*Listed entries*:
####
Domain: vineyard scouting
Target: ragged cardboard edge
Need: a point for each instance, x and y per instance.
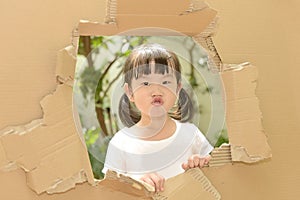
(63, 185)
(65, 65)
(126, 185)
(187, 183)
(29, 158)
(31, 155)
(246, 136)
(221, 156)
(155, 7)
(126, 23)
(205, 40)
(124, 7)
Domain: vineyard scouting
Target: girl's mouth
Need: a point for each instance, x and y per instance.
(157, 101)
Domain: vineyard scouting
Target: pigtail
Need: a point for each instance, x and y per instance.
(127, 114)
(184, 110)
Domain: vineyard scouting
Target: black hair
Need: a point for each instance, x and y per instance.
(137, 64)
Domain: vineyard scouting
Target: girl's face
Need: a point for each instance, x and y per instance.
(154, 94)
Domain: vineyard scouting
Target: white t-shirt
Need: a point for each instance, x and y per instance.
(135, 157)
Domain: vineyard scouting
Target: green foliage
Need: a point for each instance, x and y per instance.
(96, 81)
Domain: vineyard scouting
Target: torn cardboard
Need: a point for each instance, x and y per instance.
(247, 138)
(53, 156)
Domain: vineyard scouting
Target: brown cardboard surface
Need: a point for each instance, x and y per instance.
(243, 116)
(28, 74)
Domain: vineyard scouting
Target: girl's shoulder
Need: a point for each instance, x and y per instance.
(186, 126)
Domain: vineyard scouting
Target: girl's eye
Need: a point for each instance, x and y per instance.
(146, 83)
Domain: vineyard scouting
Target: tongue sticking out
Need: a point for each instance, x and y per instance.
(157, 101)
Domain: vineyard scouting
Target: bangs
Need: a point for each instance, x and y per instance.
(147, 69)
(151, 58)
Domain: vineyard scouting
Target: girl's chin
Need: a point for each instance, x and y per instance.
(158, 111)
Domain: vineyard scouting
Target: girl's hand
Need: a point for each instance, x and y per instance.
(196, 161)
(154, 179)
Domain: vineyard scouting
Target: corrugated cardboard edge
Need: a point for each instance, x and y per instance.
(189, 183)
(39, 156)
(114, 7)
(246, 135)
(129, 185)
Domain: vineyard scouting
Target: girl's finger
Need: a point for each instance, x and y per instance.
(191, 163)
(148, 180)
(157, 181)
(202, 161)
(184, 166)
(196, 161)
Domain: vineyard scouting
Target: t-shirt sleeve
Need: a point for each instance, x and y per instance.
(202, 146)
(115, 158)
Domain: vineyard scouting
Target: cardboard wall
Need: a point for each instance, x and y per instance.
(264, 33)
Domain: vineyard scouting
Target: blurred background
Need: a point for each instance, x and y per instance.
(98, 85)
####
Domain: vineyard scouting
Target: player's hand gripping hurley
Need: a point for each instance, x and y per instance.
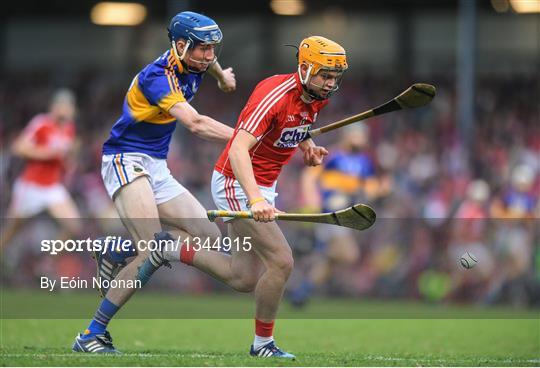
####
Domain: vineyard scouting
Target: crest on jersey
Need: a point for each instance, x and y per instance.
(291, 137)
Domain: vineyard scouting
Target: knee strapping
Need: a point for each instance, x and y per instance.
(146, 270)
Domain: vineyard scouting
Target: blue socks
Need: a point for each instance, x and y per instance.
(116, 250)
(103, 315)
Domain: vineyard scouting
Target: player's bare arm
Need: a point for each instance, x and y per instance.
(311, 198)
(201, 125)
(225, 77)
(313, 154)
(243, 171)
####
*What you have to do*:
Please pick out every line in the material above that contains the word "edge" and copy each one.

*Final result*:
Target: ragged cardboard edge
Target: corrugated cardboard edge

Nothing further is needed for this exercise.